Please continue the profile of the Cuban artist Noel Guzmán Bofill Rojas from where it stops.

#### [Page]
>> Start
La Casa de Bofill (Bofill’s Home)Noel Guzmán Bofill (born Boffill) Rojas (b. 1954)

Status

Extant

Address

Domingo Mujico, Santa Clara, Villa Clara, Cuba

About the Artist/Site

Noel Guzmán Bofill Rojas, born in Remedios, Cuba, in 1954, always had a restless and extroverted personality. He came from a humble family, but cultural concerns and coming from a marginal neighborhood compelled him to come up with ways to counter the anxieties of those popular but restricted expressions that his local environment encompassed. A self-taught artist whose works include painting, installation, sculpture, and performance, he enjoys oral expression and presentations, displaying a special passion for improvisation and the composition of refrains that are humorous, erotic, or honorific. Throughout his turbulent life he has also been a clown; an actor; a dishwasher; a street vendor of tamales, anoncillo fruit, peanuts, cashews, and newspapers; a shoe shiner; a street-sweeper; a cleaner; a kitchen helper; a waiter; a construction worker; a well-builder; a speaker who provides the final words prior to burials; a street musician; a sugar cane cutter; a framing carpenter; a tinsmith; a mattress maker; a professor of Spanish and Athletics; an instructor of chess and ping-pong; a runner (known to many under the name of Juantorena); and an international soldier during the war in Angola.
>> End
#### [Given information]
>> Start
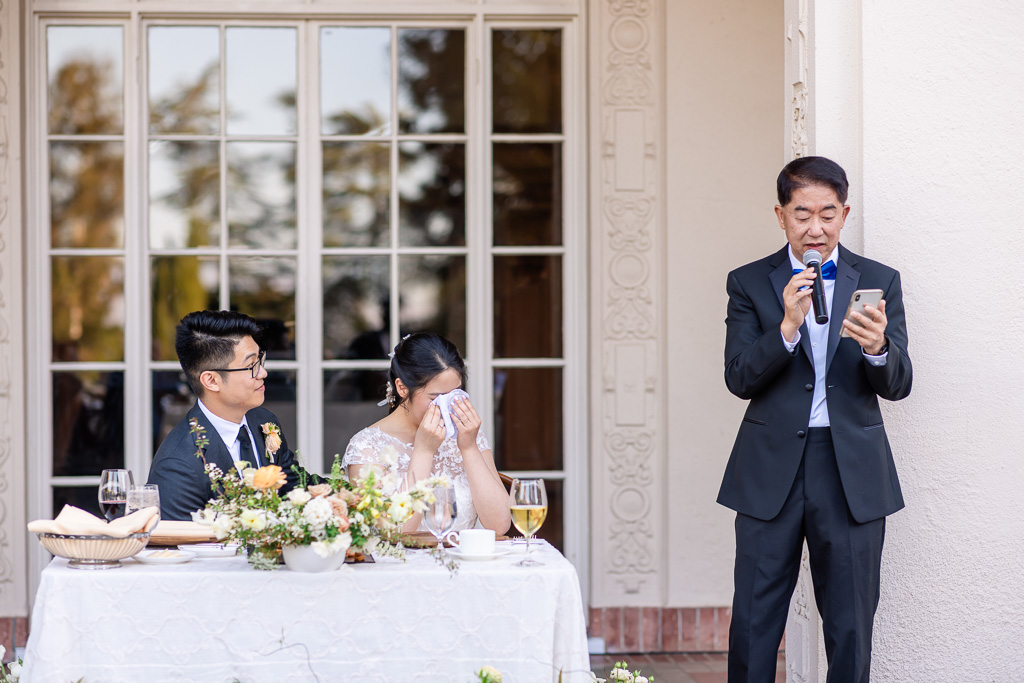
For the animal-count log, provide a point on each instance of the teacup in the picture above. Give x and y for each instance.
>> End
#### [Final result]
His paintings possess an unquestionable strength across themes that range from landscapes to the social, the religious, and the historic. In his religious images he emphasizes depictions of virgins and of Christ; most of these reflect the aesthetic of prison tattoos, a result of his personal experiences. In his landscapes he occasionally incorporates proverbs, poems, and other literary allegories, scrawled out in his raw calligraphy. His portraits usually feature Revolutionary leaders, a theme for which he shows a rather curious obsession, while his self-portraits may transform his own image into characters from history and universal culture. He possesses a style that is completely original and that escapes any particular classification, but which is nurtured and develops from the confluence of various characteristics typically linked to the naïve, the brut, and the contemporary.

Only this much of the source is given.